→ **Exercise brief**
Should any entry hold a picture, omit that picture and copy the rest of the entry exactly.

Point localization data
════════
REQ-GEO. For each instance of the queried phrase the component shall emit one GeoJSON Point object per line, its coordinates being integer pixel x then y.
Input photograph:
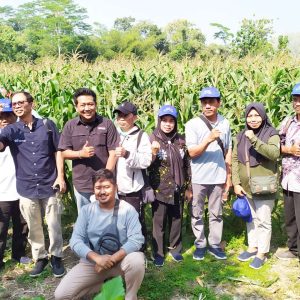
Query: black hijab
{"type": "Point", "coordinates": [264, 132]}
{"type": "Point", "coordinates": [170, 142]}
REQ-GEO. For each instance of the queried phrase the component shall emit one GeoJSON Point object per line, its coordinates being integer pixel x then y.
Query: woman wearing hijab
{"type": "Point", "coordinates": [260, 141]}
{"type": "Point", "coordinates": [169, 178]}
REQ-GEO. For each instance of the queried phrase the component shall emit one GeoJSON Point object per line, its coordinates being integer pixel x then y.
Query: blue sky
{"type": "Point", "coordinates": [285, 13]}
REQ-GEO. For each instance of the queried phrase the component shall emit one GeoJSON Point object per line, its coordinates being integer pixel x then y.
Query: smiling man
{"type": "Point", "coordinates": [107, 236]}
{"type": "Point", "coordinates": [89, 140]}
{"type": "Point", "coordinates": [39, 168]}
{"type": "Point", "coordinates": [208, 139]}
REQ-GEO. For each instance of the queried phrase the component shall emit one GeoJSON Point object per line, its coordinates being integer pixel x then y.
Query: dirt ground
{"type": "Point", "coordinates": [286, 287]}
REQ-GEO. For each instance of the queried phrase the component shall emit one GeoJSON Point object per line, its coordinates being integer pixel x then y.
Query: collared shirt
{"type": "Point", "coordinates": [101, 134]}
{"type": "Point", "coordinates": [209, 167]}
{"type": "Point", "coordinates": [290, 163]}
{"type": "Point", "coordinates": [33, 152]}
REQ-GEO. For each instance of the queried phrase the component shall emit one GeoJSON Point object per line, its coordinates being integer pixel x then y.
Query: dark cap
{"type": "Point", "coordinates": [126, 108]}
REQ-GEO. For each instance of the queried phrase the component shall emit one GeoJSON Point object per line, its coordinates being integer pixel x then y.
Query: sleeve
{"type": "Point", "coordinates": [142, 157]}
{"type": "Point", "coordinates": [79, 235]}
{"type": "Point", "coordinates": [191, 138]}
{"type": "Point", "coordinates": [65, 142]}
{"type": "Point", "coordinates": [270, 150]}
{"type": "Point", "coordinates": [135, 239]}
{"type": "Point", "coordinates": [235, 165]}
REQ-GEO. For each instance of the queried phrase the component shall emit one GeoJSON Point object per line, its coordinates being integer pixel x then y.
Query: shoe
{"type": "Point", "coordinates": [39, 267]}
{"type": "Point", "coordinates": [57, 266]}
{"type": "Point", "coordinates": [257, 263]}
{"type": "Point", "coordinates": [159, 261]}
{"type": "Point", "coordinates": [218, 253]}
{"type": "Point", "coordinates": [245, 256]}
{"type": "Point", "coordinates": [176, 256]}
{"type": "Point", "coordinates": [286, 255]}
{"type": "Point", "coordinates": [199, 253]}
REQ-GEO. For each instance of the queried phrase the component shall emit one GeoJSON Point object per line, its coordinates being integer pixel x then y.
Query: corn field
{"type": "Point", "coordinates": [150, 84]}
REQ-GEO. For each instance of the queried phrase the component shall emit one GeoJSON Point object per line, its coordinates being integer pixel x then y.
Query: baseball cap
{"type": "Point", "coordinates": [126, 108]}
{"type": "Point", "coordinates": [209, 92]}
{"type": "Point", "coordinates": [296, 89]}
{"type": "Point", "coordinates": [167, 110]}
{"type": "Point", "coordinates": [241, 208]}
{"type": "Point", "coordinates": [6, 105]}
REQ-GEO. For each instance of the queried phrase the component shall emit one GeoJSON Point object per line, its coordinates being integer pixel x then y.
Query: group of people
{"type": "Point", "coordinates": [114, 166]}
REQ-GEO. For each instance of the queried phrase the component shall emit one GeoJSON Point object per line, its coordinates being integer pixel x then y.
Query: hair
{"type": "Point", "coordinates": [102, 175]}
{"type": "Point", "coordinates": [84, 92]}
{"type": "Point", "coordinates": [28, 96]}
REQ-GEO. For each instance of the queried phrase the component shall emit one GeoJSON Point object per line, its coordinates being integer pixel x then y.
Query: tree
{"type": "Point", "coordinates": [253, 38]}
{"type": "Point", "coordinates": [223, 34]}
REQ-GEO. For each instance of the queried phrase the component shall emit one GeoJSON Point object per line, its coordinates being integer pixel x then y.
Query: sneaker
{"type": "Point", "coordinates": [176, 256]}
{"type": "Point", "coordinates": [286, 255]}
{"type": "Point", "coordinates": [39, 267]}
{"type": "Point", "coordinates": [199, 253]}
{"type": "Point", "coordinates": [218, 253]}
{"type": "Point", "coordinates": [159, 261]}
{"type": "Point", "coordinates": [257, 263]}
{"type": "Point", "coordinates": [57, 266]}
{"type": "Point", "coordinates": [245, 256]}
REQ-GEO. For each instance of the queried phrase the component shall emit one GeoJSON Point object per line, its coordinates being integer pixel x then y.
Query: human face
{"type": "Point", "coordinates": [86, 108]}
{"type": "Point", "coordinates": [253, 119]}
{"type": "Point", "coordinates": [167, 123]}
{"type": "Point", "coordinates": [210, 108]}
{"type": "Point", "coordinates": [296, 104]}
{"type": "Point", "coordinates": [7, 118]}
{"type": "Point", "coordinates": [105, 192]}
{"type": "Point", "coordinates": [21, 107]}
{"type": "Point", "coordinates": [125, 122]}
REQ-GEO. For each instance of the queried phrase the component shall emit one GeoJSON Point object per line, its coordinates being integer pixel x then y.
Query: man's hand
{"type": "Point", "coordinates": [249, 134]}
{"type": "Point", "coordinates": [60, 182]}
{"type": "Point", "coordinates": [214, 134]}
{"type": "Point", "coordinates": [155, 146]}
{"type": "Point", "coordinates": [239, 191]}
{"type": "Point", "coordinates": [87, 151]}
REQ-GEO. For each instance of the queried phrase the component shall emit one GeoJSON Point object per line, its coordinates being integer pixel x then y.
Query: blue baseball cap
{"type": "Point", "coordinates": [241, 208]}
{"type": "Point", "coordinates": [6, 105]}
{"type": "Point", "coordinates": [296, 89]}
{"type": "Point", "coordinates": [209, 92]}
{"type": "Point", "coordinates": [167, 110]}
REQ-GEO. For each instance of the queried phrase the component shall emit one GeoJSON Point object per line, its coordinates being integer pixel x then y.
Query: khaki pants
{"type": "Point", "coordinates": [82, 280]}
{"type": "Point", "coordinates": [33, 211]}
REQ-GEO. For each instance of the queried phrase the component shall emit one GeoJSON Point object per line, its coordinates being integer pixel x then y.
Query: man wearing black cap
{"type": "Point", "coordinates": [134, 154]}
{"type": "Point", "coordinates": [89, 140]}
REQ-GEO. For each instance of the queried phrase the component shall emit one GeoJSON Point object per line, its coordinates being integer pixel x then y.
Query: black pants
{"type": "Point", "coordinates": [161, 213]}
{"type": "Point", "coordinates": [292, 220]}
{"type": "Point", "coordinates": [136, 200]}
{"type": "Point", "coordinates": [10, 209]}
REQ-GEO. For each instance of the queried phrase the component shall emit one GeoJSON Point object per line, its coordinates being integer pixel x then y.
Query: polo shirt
════════
→ **Result**
REQ-GEO. For each instance of the queried phrase the component shall emit one GeoJSON Point object per line, its coordinates being integer pixel x then y.
Input photograph:
Query: black hijab
{"type": "Point", "coordinates": [264, 132]}
{"type": "Point", "coordinates": [170, 142]}
REQ-GEO. For each instance of the queried phrase the component shall emit one GeoJSON Point object per line, its coordinates being integer pixel x then y.
Query: woman wearing hijab
{"type": "Point", "coordinates": [260, 141]}
{"type": "Point", "coordinates": [169, 178]}
REQ-GEO. For each instance of the queried phrase the component shall emit one GeoJSON Point object per line, its coordinates being integer pixel x then y.
Query: blue sky
{"type": "Point", "coordinates": [285, 13]}
REQ-GEO. For each instance of the queried phrase the component shall emit one GeoJSON Point object per line, its coordinates being integer pixel x then y.
Query: smiling man
{"type": "Point", "coordinates": [107, 236]}
{"type": "Point", "coordinates": [89, 140]}
{"type": "Point", "coordinates": [39, 168]}
{"type": "Point", "coordinates": [208, 139]}
REQ-GEO. For each instance of the queried phrase the component shall emit one GeoJSON Point object per line, its coordinates being integer pixel x then y.
Query: dirt ground
{"type": "Point", "coordinates": [286, 287]}
REQ-GEO. For each instance of the queried phrase the component shall emit one GeoJSON Point object per line, its coordinates being integer pixel x then y.
Query: collared shirt
{"type": "Point", "coordinates": [101, 134]}
{"type": "Point", "coordinates": [209, 167]}
{"type": "Point", "coordinates": [290, 163]}
{"type": "Point", "coordinates": [33, 152]}
REQ-GEO. For each instance of the queried phrase the component shall emit one GeoJSON Point object per line, its coordinates being integer pixel x then y.
Query: dark cap
{"type": "Point", "coordinates": [126, 108]}
REQ-GEO. For each instance of the queried phrase the component shall emit one GeoJSON Point object per line, its coordinates being integer pixel x then y.
Query: sleeve
{"type": "Point", "coordinates": [142, 157]}
{"type": "Point", "coordinates": [79, 235]}
{"type": "Point", "coordinates": [191, 138]}
{"type": "Point", "coordinates": [65, 142]}
{"type": "Point", "coordinates": [270, 150]}
{"type": "Point", "coordinates": [135, 239]}
{"type": "Point", "coordinates": [235, 165]}
REQ-GEO. For each instance of the queried phrase the component shall emit one GeoJSON Point object per line, its coordinates being integer pixel x then y.
Query: shoe
{"type": "Point", "coordinates": [39, 267]}
{"type": "Point", "coordinates": [57, 266]}
{"type": "Point", "coordinates": [257, 263]}
{"type": "Point", "coordinates": [159, 261]}
{"type": "Point", "coordinates": [218, 253]}
{"type": "Point", "coordinates": [245, 256]}
{"type": "Point", "coordinates": [176, 256]}
{"type": "Point", "coordinates": [286, 255]}
{"type": "Point", "coordinates": [199, 253]}
REQ-GEO. For each instance of the queried phrase the component shall emit one GeoJSON Point object per line, its coordinates being integer pixel x then y.
Query: corn field
{"type": "Point", "coordinates": [150, 84]}
REQ-GEO. For each instance of the queried phrase the component shall emit one GeoJSON Point object per line, its coordinates being integer pixel x then y.
Query: baseball cap
{"type": "Point", "coordinates": [126, 108]}
{"type": "Point", "coordinates": [209, 92]}
{"type": "Point", "coordinates": [296, 89]}
{"type": "Point", "coordinates": [167, 110]}
{"type": "Point", "coordinates": [241, 208]}
{"type": "Point", "coordinates": [6, 105]}
REQ-GEO. For each instance of the queried phrase the component shall emit one GeoJSON Point object per line, its coordinates being integer pixel x then y.
Query: group of people
{"type": "Point", "coordinates": [114, 166]}
REQ-GEO. For each instance of the queried phrase the component shall emit one GeoJSON Point object per line, its coordinates being integer pixel x then y.
Query: hair
{"type": "Point", "coordinates": [102, 175]}
{"type": "Point", "coordinates": [84, 92]}
{"type": "Point", "coordinates": [28, 96]}
REQ-GEO. For each instance of the queried phrase the component shall emit one GeoJSON Point object per line, its coordinates being integer pixel x then y.
Query: tree
{"type": "Point", "coordinates": [253, 38]}
{"type": "Point", "coordinates": [223, 34]}
REQ-GEO. For each instance of the queried phrase the component shall emit one GeoJSON Point object per line, its coordinates being integer pixel x then y.
Query: sneaker
{"type": "Point", "coordinates": [176, 256]}
{"type": "Point", "coordinates": [286, 255]}
{"type": "Point", "coordinates": [39, 267]}
{"type": "Point", "coordinates": [199, 253]}
{"type": "Point", "coordinates": [218, 253]}
{"type": "Point", "coordinates": [159, 261]}
{"type": "Point", "coordinates": [257, 263]}
{"type": "Point", "coordinates": [57, 266]}
{"type": "Point", "coordinates": [245, 256]}
REQ-GEO. For each instance of the queried phrase the component shall emit one GeoJSON Point object per line, its coordinates being integer pixel x then y.
Query: human face
{"type": "Point", "coordinates": [86, 108]}
{"type": "Point", "coordinates": [253, 119]}
{"type": "Point", "coordinates": [167, 123]}
{"type": "Point", "coordinates": [210, 108]}
{"type": "Point", "coordinates": [296, 104]}
{"type": "Point", "coordinates": [7, 118]}
{"type": "Point", "coordinates": [105, 192]}
{"type": "Point", "coordinates": [21, 107]}
{"type": "Point", "coordinates": [125, 122]}
REQ-GEO. For each instance of the queried phrase the component shall emit one GeoJSON Point object per line, its coordinates being integer pixel x then y.
Query: man's hand
{"type": "Point", "coordinates": [249, 134]}
{"type": "Point", "coordinates": [60, 182]}
{"type": "Point", "coordinates": [214, 134]}
{"type": "Point", "coordinates": [155, 146]}
{"type": "Point", "coordinates": [239, 191]}
{"type": "Point", "coordinates": [87, 151]}
REQ-GEO. For each instance of the queried phrase the component shall emit one GeoJSON Point object per line, its coordinates being integer pixel x then y.
Query: blue baseball cap
{"type": "Point", "coordinates": [241, 208]}
{"type": "Point", "coordinates": [6, 105]}
{"type": "Point", "coordinates": [296, 89]}
{"type": "Point", "coordinates": [209, 92]}
{"type": "Point", "coordinates": [167, 110]}
REQ-GEO. For each instance of the queried phrase the component shall emit one GeoJSON Point object per line, its coordinates being integer pixel x then y.
Query: khaki pants
{"type": "Point", "coordinates": [82, 280]}
{"type": "Point", "coordinates": [33, 211]}
REQ-GEO. For each instance of the queried phrase the component shall emit one GeoJSON Point object per line, its coordinates being integer pixel x then y.
Query: man wearing black cap
{"type": "Point", "coordinates": [134, 154]}
{"type": "Point", "coordinates": [89, 140]}
REQ-GEO. For each instance of the queried phrase the component shall emit one GeoJSON Point object per line, its coordinates being integer pixel x then y.
Query: black pants
{"type": "Point", "coordinates": [161, 213]}
{"type": "Point", "coordinates": [292, 220]}
{"type": "Point", "coordinates": [136, 200]}
{"type": "Point", "coordinates": [10, 209]}
REQ-GEO. For each instance of the queried phrase the component shall emit one GeoJSON Point object per line, its coordinates being integer pixel x then y.
Query: polo shirt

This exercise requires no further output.